→ EXCERPTED DATA
/---
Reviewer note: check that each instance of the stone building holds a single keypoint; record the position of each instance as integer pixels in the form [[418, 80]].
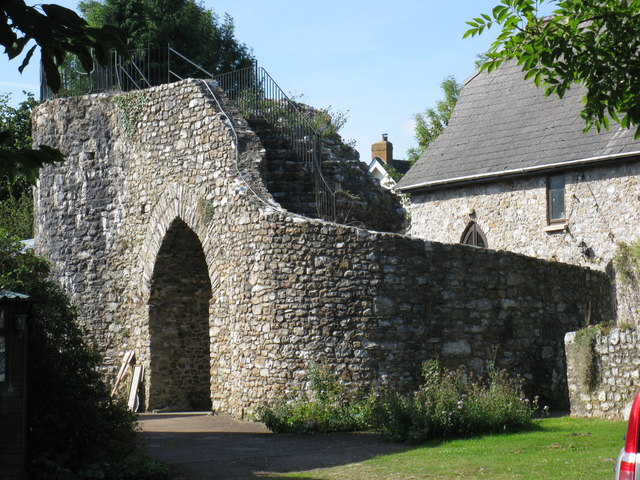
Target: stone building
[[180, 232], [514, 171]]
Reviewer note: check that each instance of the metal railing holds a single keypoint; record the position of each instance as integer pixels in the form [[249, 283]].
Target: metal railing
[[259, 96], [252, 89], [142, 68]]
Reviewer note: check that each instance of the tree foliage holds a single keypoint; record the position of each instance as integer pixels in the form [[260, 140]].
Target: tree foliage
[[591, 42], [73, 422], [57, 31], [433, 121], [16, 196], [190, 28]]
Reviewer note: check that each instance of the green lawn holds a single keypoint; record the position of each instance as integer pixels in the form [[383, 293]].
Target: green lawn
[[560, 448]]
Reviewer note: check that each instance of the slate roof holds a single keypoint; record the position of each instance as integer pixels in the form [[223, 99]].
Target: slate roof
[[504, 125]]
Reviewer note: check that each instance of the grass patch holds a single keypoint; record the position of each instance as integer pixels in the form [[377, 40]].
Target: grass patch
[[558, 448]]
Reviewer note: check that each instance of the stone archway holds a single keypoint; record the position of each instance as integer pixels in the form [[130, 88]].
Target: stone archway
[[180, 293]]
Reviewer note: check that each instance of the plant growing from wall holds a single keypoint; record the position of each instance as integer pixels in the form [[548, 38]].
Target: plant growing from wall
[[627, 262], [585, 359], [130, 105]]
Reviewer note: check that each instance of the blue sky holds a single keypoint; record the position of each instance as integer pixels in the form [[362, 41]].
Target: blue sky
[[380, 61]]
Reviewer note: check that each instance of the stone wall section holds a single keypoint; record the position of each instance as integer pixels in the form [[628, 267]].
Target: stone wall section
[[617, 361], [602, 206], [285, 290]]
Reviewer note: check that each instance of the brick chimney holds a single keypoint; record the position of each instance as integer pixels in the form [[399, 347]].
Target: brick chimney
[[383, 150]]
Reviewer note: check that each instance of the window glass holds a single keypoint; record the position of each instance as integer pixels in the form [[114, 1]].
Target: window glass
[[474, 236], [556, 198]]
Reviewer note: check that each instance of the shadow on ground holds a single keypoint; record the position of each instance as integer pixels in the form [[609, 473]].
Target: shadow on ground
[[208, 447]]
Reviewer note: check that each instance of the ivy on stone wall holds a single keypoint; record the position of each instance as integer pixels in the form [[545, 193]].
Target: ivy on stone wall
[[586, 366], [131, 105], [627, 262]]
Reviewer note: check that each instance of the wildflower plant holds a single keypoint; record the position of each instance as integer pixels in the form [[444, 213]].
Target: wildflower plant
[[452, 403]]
\---
/---
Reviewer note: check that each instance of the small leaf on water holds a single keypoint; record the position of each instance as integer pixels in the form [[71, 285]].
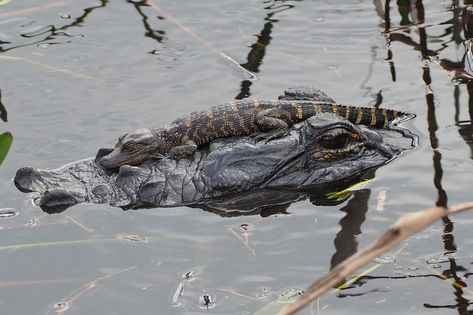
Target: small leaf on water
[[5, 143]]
\---
/---
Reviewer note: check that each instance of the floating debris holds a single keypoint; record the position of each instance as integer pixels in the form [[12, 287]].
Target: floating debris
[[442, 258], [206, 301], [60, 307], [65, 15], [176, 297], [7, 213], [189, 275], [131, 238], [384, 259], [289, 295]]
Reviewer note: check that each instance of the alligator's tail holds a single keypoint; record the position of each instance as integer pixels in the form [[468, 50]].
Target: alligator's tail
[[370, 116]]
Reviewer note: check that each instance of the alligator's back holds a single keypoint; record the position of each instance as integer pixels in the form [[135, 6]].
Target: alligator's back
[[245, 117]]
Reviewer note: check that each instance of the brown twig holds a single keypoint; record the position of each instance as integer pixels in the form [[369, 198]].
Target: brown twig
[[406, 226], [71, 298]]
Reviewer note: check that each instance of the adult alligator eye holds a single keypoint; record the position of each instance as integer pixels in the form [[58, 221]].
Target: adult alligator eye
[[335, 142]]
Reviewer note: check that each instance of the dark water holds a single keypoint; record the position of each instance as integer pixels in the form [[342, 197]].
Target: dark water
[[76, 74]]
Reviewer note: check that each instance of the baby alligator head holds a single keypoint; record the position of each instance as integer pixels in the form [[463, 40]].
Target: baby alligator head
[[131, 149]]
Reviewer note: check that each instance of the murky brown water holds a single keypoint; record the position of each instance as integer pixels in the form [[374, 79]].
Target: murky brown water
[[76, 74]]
\---
→ WORK ORDER
From the records above, print exactly the lines that run from the line with "Reviewer note: check that each instance of the green" to the line with "Reviewer note: check that each instance of the stone archway", inclusive.

→ ANSWER SECTION
Reviewer note: check that each instance of the green lawn holds a single keypoint; record the position of each instance as integer pixels in the form [[383, 293]].
Target: green lawn
[[560, 448]]
Reviewer note: check that each instance of the slate roof holds a single keypoint; record the position of each instance as integer pixels in the form [[223, 99]].
Target: slate roof
[[504, 125]]
Reviewer note: check that each instance of the grass patch holds a single keypoint; record the position of each instance as integer pixels in the form [[377, 40]].
Target: grass patch
[[558, 448]]
Reviewer note: check that each instance of the stone archway holds a single keypoint; record the position of each instance as integer pixels in the form [[130, 88]].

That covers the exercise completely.